Opdracht | Reproduceer de gegevens ongewijzigd vanaf de eerste regel tot en met de regel die "box: [734, 199, 747, 263]" bevat.

Dataset |
= = = =

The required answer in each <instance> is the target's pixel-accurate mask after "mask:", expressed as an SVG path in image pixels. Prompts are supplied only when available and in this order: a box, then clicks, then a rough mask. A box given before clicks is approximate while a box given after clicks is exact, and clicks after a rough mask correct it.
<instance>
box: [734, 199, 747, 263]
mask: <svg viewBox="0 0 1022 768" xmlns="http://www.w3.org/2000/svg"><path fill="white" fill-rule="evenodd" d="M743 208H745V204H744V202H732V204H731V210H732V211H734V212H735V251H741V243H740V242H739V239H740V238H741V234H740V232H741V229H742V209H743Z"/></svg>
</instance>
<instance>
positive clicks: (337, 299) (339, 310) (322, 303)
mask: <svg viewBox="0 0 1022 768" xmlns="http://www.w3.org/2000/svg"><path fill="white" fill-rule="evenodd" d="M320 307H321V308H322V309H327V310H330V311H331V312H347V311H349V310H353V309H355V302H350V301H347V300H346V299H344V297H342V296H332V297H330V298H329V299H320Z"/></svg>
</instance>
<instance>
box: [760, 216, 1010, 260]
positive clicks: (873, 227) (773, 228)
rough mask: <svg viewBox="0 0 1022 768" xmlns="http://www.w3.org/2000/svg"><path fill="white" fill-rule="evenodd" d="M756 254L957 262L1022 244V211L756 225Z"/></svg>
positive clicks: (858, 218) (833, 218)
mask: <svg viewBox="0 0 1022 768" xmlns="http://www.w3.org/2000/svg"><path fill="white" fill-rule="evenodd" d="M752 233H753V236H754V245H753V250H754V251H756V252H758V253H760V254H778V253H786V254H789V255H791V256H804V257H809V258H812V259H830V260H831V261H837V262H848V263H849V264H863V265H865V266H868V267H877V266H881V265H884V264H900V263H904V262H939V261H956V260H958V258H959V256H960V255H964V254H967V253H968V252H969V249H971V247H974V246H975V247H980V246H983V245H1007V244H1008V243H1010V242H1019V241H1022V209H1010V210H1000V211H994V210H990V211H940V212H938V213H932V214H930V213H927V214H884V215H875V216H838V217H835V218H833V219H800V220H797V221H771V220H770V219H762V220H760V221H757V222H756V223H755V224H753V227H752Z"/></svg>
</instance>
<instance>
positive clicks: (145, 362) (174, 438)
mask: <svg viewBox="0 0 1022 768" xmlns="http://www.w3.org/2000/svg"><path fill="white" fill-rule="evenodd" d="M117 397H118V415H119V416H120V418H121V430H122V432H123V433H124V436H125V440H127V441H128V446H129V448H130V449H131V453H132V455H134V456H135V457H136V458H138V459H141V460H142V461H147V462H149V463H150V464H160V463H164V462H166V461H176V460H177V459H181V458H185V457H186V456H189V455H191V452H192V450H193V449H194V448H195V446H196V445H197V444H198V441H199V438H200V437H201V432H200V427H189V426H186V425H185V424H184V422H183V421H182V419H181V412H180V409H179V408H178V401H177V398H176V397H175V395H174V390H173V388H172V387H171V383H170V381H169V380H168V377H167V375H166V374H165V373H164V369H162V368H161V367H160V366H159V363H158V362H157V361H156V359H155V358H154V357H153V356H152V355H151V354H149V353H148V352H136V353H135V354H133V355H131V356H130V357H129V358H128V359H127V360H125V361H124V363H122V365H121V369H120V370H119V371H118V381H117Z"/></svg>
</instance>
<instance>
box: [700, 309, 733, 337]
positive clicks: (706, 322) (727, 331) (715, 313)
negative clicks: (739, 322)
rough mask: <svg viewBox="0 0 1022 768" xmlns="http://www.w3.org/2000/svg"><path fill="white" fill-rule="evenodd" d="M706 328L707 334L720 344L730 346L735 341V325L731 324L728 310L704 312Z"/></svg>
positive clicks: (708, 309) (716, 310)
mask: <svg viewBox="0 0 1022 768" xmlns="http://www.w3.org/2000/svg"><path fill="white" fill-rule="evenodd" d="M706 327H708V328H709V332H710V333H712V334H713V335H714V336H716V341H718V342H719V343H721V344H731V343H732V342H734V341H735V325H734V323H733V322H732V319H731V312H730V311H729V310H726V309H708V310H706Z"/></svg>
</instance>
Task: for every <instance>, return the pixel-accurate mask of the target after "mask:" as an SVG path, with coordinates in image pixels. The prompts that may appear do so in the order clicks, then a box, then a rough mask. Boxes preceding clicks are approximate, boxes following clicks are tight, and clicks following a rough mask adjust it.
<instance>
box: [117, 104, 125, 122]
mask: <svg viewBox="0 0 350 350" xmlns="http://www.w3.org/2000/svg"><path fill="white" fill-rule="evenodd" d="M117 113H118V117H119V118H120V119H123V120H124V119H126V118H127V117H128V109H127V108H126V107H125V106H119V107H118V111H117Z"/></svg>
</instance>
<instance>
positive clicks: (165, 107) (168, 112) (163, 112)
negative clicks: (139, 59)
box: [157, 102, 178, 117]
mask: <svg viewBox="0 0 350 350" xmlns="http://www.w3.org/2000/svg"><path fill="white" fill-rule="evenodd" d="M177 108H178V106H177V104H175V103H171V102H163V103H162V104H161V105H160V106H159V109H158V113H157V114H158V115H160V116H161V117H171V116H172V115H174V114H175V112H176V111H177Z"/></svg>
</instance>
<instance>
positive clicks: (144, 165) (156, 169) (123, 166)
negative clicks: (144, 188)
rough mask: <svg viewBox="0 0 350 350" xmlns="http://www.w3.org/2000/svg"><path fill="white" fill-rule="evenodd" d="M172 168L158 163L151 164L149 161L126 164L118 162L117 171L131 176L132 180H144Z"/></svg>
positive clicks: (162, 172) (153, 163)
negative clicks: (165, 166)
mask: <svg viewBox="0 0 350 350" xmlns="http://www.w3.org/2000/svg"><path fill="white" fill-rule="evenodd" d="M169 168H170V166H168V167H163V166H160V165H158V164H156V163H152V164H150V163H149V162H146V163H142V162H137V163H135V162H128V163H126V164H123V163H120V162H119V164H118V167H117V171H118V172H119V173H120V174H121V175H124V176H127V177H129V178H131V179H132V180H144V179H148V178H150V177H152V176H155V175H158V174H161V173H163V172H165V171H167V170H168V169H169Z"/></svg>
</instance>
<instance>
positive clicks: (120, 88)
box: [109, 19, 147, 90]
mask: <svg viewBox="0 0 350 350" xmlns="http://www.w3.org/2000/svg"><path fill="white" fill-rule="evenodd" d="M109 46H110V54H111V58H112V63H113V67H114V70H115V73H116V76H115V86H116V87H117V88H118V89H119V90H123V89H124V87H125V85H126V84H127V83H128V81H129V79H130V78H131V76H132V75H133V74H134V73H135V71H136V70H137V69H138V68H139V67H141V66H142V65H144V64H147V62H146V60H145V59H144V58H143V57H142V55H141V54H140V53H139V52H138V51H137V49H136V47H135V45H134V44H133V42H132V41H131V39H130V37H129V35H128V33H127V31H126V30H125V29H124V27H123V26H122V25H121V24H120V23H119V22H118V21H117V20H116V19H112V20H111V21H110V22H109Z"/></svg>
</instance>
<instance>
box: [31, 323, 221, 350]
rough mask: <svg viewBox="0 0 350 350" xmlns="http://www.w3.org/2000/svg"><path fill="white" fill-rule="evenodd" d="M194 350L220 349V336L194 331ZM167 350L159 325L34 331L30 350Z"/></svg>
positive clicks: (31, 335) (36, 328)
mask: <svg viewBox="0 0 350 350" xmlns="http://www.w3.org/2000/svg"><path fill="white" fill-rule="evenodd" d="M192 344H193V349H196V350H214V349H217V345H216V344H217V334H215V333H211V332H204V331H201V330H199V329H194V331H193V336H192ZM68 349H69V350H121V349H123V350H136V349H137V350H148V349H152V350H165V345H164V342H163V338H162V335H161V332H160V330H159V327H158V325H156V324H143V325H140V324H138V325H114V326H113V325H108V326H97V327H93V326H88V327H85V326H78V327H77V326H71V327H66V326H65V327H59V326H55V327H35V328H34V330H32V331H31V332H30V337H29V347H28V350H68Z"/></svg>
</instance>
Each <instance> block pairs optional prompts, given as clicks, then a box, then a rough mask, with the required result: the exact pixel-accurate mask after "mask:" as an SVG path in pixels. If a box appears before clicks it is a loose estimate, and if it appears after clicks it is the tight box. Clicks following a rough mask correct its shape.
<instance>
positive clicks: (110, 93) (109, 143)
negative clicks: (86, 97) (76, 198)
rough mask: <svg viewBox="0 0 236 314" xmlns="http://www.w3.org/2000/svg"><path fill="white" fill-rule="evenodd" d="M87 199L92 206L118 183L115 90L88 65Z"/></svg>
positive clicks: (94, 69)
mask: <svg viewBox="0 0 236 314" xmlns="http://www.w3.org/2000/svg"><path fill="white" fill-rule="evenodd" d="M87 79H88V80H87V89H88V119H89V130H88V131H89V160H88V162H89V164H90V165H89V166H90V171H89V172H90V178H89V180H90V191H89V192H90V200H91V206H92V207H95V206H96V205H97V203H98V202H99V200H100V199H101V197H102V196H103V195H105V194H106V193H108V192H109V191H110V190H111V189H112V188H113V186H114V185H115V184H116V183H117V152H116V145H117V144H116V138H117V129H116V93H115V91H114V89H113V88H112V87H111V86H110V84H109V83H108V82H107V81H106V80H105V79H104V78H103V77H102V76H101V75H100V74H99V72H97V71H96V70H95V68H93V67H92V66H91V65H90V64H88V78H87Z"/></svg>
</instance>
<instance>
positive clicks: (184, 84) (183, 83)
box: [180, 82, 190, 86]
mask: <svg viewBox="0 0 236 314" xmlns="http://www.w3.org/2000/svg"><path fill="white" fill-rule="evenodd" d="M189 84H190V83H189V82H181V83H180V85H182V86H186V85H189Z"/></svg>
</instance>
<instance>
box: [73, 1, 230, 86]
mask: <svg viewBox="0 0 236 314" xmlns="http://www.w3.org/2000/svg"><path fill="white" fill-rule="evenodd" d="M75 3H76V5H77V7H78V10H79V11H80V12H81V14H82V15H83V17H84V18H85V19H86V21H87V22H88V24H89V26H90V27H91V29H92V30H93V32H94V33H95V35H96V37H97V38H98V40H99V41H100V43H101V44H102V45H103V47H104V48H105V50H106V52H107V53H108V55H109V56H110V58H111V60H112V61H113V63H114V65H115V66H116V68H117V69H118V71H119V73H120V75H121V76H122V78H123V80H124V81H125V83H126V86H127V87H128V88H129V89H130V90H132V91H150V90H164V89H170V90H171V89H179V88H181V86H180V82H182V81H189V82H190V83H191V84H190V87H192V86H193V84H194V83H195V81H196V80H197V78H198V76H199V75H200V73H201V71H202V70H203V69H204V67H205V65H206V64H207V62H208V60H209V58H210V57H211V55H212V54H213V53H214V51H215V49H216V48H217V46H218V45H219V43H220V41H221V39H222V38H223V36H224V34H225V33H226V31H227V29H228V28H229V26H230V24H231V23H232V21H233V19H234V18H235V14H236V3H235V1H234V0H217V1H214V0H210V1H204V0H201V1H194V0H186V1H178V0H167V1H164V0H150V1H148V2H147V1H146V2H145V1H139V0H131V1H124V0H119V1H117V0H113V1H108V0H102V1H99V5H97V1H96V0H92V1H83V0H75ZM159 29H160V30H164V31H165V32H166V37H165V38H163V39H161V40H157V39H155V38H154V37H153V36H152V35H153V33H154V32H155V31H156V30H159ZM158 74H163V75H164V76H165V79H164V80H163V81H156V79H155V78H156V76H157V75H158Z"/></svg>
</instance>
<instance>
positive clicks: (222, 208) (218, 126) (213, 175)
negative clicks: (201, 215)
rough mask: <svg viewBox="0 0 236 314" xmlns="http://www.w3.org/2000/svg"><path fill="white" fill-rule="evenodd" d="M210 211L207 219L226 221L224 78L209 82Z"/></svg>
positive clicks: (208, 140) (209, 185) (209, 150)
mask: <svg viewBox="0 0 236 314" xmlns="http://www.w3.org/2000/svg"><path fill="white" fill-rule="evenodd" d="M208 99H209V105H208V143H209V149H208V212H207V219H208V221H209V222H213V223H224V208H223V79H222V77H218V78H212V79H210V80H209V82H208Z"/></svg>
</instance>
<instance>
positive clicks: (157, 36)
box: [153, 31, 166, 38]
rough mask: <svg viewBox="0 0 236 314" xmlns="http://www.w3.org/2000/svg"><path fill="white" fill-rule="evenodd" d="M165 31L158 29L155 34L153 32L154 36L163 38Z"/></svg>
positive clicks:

= = = =

Uitgewerkte oplossing |
The required answer in each <instance> is the target's pixel-accurate mask after "mask:", expressed as an SVG path in image pixels. Prompts are supplied only when available and in this order: a box, then clicks, then a rough mask. A box given before clicks is approximate while a box given after clicks is exact, and clicks after a rough mask correct it.
<instance>
box: [734, 199, 747, 263]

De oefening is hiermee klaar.